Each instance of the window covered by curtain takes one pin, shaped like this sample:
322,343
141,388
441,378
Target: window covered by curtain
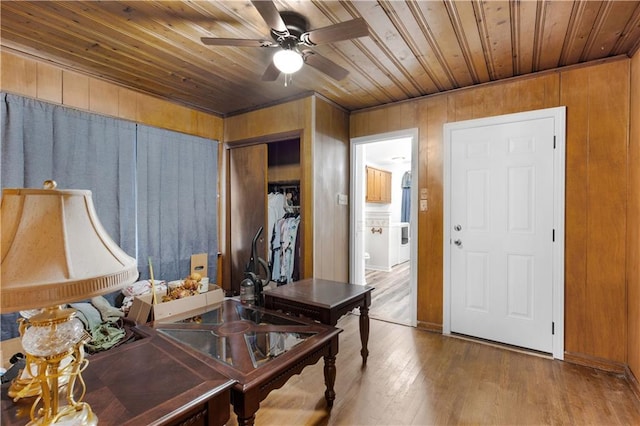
177,197
155,191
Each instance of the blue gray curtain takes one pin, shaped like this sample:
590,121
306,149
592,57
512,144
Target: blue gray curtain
405,213
78,150
155,191
177,197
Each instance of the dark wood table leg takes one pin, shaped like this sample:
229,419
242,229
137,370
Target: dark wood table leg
364,332
245,406
329,378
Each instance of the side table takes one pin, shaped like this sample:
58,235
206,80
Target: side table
324,301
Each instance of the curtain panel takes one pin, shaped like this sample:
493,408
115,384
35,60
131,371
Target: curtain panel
177,195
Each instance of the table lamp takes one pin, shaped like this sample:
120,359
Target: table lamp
55,251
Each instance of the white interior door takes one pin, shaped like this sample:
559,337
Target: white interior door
502,232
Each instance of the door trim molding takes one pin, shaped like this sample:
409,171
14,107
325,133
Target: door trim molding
559,158
413,219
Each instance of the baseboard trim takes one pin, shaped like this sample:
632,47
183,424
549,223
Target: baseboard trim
633,382
595,362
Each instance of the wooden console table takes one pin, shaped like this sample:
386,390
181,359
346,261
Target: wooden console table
325,301
146,382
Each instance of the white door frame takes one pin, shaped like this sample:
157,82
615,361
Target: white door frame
558,114
357,190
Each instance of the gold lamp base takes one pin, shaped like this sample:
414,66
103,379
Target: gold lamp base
54,342
78,415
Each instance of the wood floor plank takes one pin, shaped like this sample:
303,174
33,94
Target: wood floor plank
416,377
392,295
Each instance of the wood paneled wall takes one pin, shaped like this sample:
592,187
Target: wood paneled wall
331,176
266,125
633,226
597,100
36,79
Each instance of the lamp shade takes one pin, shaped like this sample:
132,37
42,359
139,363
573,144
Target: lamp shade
287,61
55,250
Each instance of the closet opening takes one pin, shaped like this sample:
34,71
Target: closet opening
264,190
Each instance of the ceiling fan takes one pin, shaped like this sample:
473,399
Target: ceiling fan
290,33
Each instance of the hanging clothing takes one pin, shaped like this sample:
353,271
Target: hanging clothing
285,253
405,213
275,203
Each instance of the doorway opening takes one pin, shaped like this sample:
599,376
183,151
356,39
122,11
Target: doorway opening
383,239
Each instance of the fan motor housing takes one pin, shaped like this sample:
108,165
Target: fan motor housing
296,25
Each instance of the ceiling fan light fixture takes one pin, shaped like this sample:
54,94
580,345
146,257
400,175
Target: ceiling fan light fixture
288,61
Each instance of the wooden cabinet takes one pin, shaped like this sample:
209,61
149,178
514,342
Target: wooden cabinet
378,186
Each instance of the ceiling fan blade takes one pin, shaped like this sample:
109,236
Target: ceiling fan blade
270,14
212,41
271,73
343,31
325,65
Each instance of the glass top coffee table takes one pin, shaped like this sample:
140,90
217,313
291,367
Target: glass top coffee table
259,349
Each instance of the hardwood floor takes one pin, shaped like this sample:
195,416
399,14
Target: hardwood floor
415,377
391,297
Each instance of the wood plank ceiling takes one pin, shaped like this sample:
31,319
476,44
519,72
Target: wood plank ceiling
414,48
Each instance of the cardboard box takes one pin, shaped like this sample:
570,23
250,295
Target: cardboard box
142,310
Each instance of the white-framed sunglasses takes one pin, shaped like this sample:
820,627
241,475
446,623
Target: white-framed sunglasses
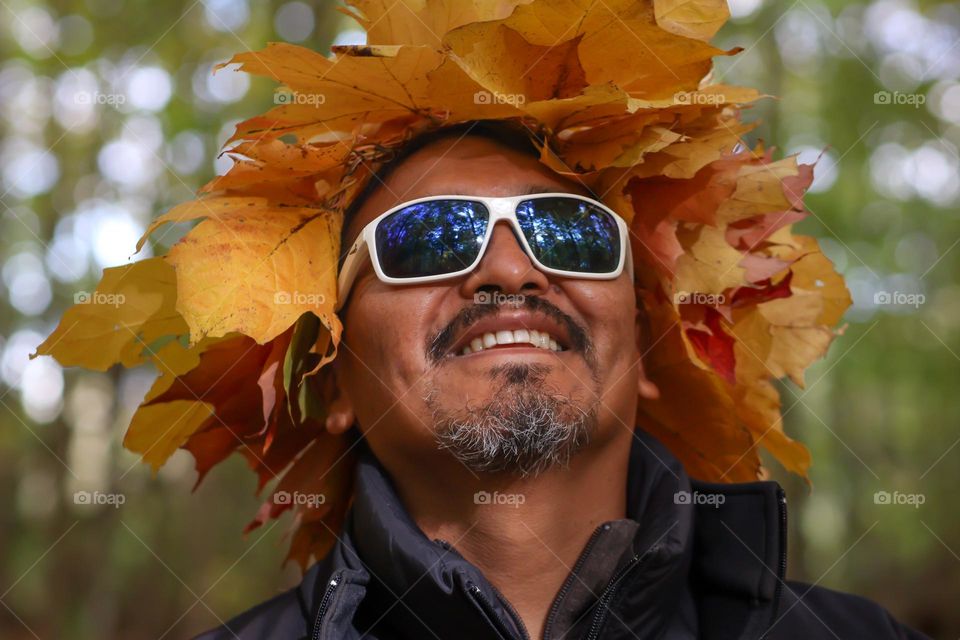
445,236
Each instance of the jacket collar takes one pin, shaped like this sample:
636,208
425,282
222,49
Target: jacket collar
733,547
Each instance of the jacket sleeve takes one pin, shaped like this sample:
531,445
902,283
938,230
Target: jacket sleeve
815,612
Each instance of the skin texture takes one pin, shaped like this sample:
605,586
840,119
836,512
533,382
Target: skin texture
391,387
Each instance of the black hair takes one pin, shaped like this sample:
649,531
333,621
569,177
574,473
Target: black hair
510,135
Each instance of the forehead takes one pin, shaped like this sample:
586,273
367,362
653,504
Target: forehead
470,165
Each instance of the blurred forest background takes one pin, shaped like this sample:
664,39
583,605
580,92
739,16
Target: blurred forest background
109,115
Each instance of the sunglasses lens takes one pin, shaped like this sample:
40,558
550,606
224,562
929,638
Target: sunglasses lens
431,238
570,234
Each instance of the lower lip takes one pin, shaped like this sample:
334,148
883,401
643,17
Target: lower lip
520,351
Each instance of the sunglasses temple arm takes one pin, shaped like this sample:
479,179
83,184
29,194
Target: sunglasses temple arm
351,267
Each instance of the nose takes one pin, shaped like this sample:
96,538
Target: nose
505,268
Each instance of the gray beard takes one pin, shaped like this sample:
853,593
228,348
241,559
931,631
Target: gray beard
524,430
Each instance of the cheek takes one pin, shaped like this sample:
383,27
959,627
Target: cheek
609,313
384,344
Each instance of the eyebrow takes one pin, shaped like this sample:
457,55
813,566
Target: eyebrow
526,189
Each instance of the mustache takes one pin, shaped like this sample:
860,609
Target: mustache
440,344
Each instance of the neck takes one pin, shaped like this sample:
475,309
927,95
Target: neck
524,534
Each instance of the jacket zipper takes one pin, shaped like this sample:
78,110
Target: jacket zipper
555,608
782,509
325,602
602,606
501,626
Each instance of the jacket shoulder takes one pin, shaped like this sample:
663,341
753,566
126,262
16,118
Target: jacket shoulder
816,612
284,616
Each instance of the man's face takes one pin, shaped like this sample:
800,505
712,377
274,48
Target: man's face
515,407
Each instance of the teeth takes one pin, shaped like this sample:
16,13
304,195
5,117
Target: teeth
540,339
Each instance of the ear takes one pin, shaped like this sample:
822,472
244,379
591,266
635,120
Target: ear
340,415
645,387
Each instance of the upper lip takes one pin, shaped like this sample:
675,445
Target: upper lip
511,320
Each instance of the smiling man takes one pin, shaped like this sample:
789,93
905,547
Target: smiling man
487,300
491,368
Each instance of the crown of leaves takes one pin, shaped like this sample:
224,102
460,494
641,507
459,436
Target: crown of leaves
238,317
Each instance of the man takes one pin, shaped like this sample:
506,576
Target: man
503,489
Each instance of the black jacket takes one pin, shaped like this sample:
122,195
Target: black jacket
691,560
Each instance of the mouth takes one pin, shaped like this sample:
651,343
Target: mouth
512,332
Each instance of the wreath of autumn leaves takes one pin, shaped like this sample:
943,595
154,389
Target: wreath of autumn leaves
238,316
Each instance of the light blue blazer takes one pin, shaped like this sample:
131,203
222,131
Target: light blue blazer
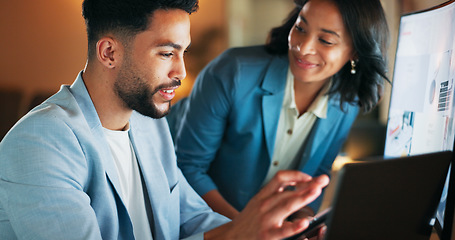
58,180
226,137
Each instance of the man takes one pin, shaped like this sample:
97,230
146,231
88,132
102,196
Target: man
96,161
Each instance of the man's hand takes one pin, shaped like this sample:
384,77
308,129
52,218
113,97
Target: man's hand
265,215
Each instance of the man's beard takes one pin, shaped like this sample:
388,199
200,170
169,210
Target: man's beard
137,95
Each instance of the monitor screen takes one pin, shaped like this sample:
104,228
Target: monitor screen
421,113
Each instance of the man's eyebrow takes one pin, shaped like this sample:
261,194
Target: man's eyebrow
324,30
173,45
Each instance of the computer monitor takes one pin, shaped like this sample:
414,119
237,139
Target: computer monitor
421,113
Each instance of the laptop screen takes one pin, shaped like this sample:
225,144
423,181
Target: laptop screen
421,114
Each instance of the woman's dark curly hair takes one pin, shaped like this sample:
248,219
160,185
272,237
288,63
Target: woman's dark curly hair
365,21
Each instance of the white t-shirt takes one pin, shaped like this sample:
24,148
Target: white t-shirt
293,130
130,182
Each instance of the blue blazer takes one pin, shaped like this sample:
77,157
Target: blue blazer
226,137
58,179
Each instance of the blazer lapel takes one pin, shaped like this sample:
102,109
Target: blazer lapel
85,103
273,86
155,178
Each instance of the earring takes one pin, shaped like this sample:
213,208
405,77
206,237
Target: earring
353,67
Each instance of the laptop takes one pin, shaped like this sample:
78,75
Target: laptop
387,198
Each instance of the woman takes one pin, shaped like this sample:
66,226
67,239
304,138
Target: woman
287,105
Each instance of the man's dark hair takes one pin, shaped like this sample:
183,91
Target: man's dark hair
125,18
366,23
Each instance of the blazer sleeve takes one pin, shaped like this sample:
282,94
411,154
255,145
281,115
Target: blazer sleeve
198,138
42,174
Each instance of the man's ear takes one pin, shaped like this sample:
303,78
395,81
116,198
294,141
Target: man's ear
107,52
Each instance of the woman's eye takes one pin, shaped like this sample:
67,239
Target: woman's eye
325,42
300,29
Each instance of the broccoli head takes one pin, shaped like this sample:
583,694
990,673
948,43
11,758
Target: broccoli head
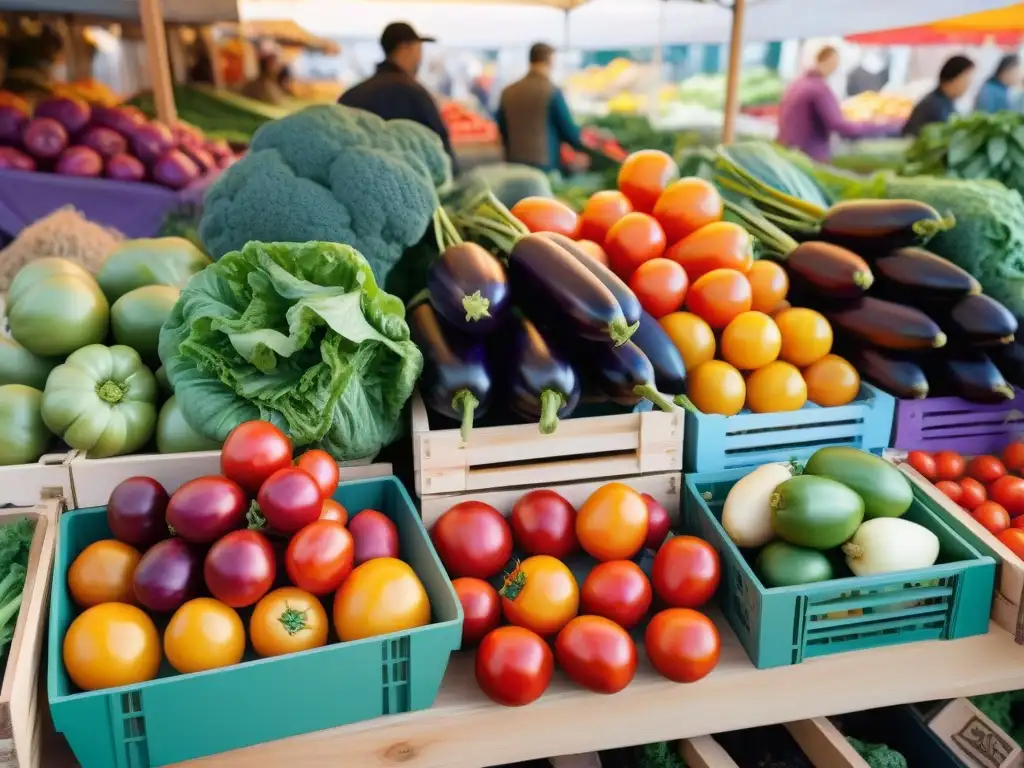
335,174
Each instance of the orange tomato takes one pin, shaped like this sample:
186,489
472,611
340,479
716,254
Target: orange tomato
611,524
716,387
719,246
102,573
769,285
644,175
288,621
751,340
776,387
687,205
636,238
660,286
719,296
691,336
380,596
806,336
547,215
541,595
832,381
111,644
600,212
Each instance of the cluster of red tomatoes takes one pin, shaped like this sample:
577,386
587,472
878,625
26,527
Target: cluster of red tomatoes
541,600
212,548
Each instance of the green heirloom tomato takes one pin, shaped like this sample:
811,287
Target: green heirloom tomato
55,307
102,400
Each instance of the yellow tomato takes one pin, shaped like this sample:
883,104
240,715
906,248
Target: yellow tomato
204,634
717,387
288,621
112,644
776,387
380,596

+ + + + +

Instruction – Reproduce nothing but the lines that run from the line containing "Each instance of the woman takes" through the last line of the records, inclusive. Omit the pictures.

Exercise result –
Each instance of the woman takes one pin, shaped like this sample:
66,226
67,239
304,138
Target: woman
287,105
Each instance of the man's dark hair takes one pin, shaped like this sample:
183,91
Target: man's dark hair
125,18
366,23
Each instance of the blazer sleeve takes one pin, shaped like this sample:
282,94
411,154
255,145
281,115
Target: blazer sleeve
198,138
42,174
Each instance of the man's ear takes one pin, shaped like this sample:
303,78
395,81
116,198
294,141
Target: man's ear
107,52
Each instance of the woman's eye takes one pin, shaped like this sample:
67,239
Target: woman's eye
325,42
300,29
Each instance of the broccoli head takes one pin, shaped like this sample:
583,694
990,673
948,43
11,758
Target: broccoli head
335,174
Each instance of the orange tomato takes one pin, shaped like this sample:
186,489
472,611
340,479
716,254
Target: orange tomato
611,524
716,387
719,246
102,573
769,285
644,175
288,621
751,340
776,387
687,205
636,238
660,286
719,296
691,336
380,596
806,336
547,215
541,595
832,381
111,644
600,212
Each instance of the cluster of red tomatoes takes one pin, shaped like this sample:
577,386
587,472
878,625
26,527
Target: cluster of red tomatoes
541,600
212,548
Each instance of the green heirloom tomato takes one pin, shaped like this sample:
811,287
Target: green heirloom tomato
55,307
102,400
Each instance of the yellow tomato takes one pin, shaped like this sample:
883,104
240,715
906,248
Target: yellow tomato
204,634
717,387
288,621
112,644
776,387
380,596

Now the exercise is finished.